What the exercise asks
Copy each line of the records that contains the word "below".

** Opening Source records block **

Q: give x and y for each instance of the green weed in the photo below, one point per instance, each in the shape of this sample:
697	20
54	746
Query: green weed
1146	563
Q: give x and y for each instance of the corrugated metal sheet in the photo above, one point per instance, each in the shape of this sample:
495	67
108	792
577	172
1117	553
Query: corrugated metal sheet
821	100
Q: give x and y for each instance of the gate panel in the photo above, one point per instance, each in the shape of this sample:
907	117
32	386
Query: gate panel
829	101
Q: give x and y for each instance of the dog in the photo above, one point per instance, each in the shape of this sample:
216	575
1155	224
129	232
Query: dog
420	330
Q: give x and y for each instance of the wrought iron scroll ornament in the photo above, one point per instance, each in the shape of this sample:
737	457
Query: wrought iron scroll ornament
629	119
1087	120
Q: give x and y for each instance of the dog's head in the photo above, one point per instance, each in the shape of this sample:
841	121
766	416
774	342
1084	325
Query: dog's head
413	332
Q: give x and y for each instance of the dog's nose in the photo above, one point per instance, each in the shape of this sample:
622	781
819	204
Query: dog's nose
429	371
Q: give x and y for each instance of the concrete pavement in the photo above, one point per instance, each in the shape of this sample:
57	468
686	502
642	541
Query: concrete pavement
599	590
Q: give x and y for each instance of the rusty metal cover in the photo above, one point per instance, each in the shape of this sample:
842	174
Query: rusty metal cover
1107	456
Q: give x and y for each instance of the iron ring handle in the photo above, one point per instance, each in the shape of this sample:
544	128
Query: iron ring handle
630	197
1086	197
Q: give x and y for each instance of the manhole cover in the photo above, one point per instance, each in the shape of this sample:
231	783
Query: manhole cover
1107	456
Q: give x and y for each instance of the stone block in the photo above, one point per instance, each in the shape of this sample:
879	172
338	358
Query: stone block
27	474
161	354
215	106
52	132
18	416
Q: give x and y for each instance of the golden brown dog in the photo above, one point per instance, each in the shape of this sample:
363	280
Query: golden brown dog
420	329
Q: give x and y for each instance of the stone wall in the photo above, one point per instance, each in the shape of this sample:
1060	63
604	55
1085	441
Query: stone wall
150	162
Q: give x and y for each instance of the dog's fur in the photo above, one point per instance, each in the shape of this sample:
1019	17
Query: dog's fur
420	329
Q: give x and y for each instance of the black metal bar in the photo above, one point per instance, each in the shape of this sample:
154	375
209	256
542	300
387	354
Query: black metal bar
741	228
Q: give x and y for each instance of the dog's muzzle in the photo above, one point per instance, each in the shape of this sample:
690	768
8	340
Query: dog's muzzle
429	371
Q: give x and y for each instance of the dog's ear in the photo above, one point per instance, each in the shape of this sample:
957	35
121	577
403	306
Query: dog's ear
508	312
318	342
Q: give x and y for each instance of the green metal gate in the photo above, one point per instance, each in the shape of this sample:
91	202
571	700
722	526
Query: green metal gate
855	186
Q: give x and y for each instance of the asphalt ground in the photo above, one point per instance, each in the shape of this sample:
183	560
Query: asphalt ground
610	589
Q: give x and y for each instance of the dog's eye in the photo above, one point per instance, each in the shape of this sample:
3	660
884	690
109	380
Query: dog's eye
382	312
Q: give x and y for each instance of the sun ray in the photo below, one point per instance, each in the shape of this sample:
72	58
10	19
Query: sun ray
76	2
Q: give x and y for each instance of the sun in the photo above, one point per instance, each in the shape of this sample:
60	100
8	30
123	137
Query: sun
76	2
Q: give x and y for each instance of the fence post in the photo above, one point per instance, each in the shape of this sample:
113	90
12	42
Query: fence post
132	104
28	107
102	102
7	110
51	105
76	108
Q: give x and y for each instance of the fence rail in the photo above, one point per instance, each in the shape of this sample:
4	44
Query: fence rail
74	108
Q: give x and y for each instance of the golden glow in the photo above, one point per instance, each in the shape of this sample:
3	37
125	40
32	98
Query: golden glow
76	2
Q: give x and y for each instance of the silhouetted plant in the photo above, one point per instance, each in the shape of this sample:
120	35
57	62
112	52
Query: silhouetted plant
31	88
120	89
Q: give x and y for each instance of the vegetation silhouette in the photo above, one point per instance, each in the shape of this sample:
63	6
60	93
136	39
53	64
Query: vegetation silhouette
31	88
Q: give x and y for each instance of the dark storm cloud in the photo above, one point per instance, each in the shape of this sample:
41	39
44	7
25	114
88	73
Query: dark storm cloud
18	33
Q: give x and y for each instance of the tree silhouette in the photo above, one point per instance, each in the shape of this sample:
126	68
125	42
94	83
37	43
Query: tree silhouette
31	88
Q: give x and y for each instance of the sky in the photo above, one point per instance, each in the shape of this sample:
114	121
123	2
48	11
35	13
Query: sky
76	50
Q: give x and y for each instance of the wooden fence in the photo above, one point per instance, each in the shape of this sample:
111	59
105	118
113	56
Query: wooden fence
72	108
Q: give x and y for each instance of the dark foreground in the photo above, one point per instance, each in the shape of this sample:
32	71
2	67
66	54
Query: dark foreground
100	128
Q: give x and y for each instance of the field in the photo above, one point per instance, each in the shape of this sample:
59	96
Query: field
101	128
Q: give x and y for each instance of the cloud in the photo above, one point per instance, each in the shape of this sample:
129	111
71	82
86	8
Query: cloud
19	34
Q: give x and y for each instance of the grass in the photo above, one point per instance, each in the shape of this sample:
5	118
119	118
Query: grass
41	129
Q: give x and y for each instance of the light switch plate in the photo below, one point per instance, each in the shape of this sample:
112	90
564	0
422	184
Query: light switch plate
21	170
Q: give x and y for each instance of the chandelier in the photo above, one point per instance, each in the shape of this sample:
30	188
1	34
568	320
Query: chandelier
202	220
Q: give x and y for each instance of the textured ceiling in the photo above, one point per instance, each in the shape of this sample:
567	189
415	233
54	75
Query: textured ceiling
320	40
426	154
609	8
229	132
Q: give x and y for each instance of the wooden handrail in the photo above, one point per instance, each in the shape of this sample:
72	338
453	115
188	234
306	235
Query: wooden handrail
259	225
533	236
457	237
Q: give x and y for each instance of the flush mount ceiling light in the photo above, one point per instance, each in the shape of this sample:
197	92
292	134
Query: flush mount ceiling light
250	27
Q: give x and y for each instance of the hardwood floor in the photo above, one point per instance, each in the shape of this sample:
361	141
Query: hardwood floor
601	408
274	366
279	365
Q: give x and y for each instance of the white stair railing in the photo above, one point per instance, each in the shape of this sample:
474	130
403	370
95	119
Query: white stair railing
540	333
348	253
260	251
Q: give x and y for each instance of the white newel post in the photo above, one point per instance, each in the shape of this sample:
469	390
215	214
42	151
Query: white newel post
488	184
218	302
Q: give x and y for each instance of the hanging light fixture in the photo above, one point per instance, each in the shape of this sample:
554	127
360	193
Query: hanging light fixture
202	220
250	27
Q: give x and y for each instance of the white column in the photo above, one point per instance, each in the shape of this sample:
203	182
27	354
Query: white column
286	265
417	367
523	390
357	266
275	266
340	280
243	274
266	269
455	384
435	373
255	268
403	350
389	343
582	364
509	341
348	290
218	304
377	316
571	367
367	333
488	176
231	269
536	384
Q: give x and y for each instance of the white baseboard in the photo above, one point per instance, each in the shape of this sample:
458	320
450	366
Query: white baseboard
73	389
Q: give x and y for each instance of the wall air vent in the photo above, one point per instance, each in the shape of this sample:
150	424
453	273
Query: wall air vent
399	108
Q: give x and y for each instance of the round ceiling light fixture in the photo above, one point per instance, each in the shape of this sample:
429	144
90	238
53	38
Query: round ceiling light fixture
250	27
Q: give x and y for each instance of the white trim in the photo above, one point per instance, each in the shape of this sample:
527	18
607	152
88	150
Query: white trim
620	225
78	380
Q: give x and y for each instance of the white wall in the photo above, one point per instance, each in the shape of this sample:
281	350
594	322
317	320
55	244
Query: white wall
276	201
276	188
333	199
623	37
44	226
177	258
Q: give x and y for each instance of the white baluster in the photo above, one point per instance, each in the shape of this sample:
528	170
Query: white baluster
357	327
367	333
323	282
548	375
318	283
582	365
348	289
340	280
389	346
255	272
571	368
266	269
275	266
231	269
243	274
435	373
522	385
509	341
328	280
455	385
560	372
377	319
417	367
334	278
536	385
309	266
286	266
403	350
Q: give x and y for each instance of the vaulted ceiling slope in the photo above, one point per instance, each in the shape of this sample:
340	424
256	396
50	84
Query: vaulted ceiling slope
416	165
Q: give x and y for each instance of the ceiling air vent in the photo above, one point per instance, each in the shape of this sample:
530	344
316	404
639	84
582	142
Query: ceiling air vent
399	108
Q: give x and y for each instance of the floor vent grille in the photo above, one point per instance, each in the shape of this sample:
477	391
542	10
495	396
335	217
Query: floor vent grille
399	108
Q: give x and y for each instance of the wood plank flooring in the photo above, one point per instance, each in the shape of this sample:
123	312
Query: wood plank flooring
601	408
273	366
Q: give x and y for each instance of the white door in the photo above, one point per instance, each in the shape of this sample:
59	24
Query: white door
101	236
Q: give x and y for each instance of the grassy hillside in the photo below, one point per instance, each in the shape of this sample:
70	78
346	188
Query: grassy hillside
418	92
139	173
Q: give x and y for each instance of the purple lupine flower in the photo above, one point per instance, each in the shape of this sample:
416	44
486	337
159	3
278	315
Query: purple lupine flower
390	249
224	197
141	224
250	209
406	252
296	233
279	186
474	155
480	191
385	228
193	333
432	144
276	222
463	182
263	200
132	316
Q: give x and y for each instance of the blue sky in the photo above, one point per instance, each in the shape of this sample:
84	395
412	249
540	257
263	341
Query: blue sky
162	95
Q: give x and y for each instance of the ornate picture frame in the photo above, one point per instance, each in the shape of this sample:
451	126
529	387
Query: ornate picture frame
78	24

** Closing Source records block **

Reply
Q: give x and y for each instance of the green weed in the photo below, one point per instance, each in the shape of this sample:
Q: give x and y for each instance of the sun ray in the photo below, one point per instance, each in the shape of this sample:
Q: give x and y for each instance of the light switch plate in the photo below, one point per instance, each in the shape of this sample:
Q: give x and y for each instance of the grassy hillside in the photo below, one point per instance, each in the shape of this sample:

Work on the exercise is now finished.